SOURCE EXCERPT:
Quatrain 3 Summary Page 1

Get out the microscope, because we’re going through this poem line-by-line.

Line 9

Sometime all full with feasting on your sight,

  • Are you starting to notice a pattern here? Back in Line 5, the speaker began by describing the miser as "Now proud as an enjoyer." A little later, in Line 7, the speaker described himself as "Now counting best to be with you alone." 
  • In each of these two cases, the initial good situation turned into something else, something bad. At the end of Line 5 and in Line 6, the miser's confidence turned into fear that someone else would steal what he had. Then, in Line 8, the speaker's own confident enjoyment of his relationship turned into the anxious desire for everyone else to be able to see it. 
  • In Line 9, the same pattern seems to be at work. The word "Sometime" at the beginning of the line means just what it looks like: "At one time." But what happens "at one time"? The speaker is "full with feasting on your sight."
  • So, is this a continuation of the imagery that has already come before, or is it new imagery?
  • We'd say that depends on your perspective. This is new imagery in one sense. The speaker has turned from the "miser" imagery from Lines 4-6 (which is arguably foreshadowed in Line 3 and arguably continues into Lines 7-8) and replaced it with imagery derived from "eating."

INFORMATION PROVIDED:
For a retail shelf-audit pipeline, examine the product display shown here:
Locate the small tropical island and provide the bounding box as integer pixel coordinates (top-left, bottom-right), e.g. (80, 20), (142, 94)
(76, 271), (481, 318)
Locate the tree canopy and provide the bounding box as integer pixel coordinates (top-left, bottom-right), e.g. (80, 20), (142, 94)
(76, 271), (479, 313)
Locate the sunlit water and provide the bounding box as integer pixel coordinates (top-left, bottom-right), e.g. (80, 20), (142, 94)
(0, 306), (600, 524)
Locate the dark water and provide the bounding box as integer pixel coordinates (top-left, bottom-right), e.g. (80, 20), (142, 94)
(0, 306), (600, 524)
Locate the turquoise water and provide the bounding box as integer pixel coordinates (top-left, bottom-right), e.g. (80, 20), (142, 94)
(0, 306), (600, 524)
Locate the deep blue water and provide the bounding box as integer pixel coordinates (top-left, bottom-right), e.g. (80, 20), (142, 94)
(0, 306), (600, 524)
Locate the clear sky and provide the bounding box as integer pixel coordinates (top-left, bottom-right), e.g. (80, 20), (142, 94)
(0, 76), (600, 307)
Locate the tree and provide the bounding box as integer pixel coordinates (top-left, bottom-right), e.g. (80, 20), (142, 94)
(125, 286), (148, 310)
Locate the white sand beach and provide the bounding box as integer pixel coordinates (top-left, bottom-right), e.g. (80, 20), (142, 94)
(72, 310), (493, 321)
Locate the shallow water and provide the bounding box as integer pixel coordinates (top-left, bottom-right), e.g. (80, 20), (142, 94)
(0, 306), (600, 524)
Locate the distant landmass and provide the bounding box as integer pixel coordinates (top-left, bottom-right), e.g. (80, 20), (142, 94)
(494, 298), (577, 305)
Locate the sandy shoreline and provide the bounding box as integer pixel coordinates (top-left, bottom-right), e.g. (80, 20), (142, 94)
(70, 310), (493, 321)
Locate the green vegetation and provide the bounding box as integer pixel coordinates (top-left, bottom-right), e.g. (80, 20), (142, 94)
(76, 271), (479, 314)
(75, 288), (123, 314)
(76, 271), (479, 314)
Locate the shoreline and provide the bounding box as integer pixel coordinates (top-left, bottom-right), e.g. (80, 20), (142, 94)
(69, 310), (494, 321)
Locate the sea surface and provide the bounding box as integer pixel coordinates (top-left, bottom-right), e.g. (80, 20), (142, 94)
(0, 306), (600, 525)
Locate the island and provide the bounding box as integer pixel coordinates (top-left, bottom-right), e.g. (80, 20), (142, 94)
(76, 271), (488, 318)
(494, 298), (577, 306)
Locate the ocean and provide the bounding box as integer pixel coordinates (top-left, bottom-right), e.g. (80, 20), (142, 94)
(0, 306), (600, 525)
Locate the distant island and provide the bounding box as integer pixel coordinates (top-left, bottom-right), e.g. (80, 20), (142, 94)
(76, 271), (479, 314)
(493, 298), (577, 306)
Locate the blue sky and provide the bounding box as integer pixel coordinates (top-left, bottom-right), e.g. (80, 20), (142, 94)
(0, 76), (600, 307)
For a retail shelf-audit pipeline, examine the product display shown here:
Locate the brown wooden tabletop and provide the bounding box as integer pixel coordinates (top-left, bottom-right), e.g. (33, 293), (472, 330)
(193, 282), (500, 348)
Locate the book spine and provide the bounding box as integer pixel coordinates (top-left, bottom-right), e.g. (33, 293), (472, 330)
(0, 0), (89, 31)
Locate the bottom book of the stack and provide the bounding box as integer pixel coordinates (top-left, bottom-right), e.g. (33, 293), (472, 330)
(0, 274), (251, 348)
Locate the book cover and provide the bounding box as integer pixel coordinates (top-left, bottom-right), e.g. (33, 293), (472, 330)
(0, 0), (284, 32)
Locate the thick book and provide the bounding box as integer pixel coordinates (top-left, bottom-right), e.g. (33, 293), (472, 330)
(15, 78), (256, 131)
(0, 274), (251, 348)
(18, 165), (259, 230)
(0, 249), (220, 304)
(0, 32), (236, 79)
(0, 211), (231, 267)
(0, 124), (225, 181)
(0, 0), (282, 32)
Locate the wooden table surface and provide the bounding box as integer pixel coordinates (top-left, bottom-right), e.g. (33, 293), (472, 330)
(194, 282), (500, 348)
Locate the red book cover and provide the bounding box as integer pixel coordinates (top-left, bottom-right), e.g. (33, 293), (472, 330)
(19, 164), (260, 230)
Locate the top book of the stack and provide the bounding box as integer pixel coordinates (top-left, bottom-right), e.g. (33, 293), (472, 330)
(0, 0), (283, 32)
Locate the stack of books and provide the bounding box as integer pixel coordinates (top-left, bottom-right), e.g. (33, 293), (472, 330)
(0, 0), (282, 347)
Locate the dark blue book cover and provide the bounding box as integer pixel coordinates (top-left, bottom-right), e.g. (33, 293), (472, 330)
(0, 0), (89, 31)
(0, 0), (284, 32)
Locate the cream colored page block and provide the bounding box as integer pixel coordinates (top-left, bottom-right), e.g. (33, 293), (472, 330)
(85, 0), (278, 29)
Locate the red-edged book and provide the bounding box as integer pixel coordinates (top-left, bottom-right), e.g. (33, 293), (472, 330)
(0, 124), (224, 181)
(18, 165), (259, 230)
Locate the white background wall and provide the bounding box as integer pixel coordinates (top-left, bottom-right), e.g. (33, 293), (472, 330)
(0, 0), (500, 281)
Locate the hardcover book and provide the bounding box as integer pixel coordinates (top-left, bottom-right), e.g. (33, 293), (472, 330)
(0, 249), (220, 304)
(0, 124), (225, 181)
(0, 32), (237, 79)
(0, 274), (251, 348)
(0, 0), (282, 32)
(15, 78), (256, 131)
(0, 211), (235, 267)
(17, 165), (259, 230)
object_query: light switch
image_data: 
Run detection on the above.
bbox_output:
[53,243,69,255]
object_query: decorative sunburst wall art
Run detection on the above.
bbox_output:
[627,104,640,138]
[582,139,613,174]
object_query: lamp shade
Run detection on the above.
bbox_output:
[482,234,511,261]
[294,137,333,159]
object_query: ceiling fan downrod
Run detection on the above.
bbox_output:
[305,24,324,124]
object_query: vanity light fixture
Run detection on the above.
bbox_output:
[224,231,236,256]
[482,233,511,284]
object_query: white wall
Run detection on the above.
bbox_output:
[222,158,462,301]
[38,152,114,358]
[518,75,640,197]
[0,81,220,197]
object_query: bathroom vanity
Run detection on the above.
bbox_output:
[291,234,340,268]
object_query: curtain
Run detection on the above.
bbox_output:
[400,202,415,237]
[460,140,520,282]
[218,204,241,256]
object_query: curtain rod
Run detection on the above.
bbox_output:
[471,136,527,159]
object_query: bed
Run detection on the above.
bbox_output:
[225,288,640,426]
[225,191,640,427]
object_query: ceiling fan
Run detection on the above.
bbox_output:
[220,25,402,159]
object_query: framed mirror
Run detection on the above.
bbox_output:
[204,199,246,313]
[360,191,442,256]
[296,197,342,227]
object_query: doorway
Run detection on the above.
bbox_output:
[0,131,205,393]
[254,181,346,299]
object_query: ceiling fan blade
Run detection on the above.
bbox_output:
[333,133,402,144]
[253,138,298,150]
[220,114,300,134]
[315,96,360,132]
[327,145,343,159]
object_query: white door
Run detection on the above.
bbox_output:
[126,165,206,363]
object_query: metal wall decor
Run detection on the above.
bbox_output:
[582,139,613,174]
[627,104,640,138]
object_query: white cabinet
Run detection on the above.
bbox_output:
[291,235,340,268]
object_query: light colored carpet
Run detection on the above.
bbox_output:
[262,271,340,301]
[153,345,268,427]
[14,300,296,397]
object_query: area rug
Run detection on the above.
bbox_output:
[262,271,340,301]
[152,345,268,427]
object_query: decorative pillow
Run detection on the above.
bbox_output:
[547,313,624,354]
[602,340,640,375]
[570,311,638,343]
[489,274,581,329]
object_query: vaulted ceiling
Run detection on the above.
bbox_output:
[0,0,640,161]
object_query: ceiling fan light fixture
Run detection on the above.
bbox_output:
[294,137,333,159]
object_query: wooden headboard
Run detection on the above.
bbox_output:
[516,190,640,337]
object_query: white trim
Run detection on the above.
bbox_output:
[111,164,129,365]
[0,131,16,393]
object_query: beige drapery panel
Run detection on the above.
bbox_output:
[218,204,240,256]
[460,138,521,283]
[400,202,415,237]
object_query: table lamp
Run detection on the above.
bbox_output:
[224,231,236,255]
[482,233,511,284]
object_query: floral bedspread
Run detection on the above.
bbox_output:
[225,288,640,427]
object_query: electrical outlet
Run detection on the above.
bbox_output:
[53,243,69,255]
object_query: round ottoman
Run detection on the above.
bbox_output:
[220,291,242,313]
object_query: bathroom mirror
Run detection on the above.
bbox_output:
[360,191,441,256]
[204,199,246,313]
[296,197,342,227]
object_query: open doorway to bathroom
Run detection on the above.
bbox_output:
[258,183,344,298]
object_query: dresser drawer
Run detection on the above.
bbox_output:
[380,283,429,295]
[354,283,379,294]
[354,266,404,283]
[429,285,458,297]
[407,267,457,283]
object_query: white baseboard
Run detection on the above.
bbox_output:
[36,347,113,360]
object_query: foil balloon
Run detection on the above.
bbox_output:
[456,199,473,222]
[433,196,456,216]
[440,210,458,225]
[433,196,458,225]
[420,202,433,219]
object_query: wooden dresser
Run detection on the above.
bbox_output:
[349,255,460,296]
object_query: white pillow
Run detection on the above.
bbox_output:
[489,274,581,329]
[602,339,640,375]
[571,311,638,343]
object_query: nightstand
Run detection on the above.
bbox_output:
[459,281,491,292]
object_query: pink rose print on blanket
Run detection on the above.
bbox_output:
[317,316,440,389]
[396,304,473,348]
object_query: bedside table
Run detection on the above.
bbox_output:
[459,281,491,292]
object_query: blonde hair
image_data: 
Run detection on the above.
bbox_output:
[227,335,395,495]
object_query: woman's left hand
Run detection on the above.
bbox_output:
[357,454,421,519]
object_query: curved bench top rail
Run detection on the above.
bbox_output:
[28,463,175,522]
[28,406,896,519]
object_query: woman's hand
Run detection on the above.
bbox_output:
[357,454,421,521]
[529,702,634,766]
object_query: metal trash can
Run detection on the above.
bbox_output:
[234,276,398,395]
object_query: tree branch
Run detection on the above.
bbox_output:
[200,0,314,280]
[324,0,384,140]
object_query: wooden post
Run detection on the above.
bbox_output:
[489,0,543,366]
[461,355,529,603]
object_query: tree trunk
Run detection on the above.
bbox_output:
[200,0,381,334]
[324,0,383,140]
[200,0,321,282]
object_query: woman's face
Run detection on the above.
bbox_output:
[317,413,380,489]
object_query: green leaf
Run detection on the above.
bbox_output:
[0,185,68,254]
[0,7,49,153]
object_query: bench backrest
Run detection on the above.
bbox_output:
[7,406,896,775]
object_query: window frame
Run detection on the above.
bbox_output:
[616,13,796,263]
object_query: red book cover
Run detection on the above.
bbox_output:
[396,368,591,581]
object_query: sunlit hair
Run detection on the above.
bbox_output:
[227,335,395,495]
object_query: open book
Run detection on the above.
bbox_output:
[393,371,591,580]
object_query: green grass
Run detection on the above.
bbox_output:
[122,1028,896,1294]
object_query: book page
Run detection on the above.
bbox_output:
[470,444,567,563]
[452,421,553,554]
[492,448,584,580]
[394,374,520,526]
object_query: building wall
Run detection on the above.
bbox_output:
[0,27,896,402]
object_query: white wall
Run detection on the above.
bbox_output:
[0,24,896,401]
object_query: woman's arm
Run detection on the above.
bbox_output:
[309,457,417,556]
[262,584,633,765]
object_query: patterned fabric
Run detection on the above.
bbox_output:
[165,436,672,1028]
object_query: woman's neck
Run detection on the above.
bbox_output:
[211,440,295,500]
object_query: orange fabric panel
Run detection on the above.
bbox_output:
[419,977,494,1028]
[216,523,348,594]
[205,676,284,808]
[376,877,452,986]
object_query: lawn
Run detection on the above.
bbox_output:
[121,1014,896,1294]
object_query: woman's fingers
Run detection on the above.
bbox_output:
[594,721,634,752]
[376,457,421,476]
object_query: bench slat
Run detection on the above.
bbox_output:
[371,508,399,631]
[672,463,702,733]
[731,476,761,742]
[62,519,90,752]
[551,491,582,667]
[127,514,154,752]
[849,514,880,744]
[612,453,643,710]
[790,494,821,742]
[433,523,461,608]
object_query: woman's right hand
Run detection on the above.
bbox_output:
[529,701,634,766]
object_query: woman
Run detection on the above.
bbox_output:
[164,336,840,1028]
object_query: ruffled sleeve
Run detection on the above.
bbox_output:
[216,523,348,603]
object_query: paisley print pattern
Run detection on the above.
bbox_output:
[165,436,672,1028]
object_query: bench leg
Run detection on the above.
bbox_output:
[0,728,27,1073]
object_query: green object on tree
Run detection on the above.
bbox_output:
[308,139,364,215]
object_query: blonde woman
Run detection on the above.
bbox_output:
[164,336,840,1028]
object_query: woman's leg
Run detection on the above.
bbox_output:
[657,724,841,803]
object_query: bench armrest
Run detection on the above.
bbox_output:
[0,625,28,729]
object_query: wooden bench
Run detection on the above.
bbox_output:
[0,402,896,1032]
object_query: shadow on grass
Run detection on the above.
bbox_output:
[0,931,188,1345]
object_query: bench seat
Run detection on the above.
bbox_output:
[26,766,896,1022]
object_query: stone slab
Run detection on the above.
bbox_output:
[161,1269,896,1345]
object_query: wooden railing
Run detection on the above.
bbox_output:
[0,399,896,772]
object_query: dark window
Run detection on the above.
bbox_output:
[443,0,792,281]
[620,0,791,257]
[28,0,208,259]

EXERCISE INSTRUCTIONS:
1) In the sonnet commentary, what does the word "Sometime" at the start of Line 9 mean?
2) Write the next part of the sonnet commentary, picking up after its final sentence in the same bulleted style.

RESPONSES IN ORDER:
1) "At one time."

2)
  • But is this "eating" imagery really new? Didn't the speaker tell us way back in the first line of the poem that "you" are to his thoughts what "food" is to "life"?
  • Why would he repeat himself? Could he be using this eating imagery in a new way at this point in the poem? Let's keep reading to find out.

Line 10

And by and by clean starvèd for a look; 

  • Now we're starting to see what Shakespeare is up to. First of all, he is following the same pattern here that he followed in Lines 5-6 and 7-8. He starts off by describing a good experience and then shows how that experience turns into something bad. 
  • Here, the good feeling of being "full with feasting" from Line 9 turns into the bad feeling of being "clean starvèd" (i.e., completely starving) in Line 10. (Note: that accent on the last syllable of "starvèd" is just supposed to make you pronounce it as two syllables: STAR-ved. For information on why Shakespeare's meter makes this necessary, check out the "Form and Meter" section of this module.) 
  • At the same time, we see how Shakespeare has taken the positive "food" imagery from Line 1 and shown its downside. Sure, food is great when you have it, but when you don't have it, it's bad. It's starting to look like the speaker's relationship brings him sadness as well as happiness. 
  • Once again, it looks like these lines are referring to the experience of the speaker, continuing the pattern begun in Line 7.

Line 11

Possessing or pursuing no delight 

  • Line 11 continues to refer to the speaker. Here he describes himself as not having any "delight" and not "pursuing" any. Based on what has come before, this sounds pretty weird. We thought this guy was describing himself as filled with "strife," as sometimes "full with feasting" and sometimes "clean starvèd." 
  • Has the speaker suddenly turned all puritanical? Let's keep reading to find out.

Line 12

Save what is had or must from you be took. 

  • Ah, now things are clearer. It isn't that the speaker isn't "possessing or pursuing" any "delight" (Line 11). He's just only interested in what he can get from "you."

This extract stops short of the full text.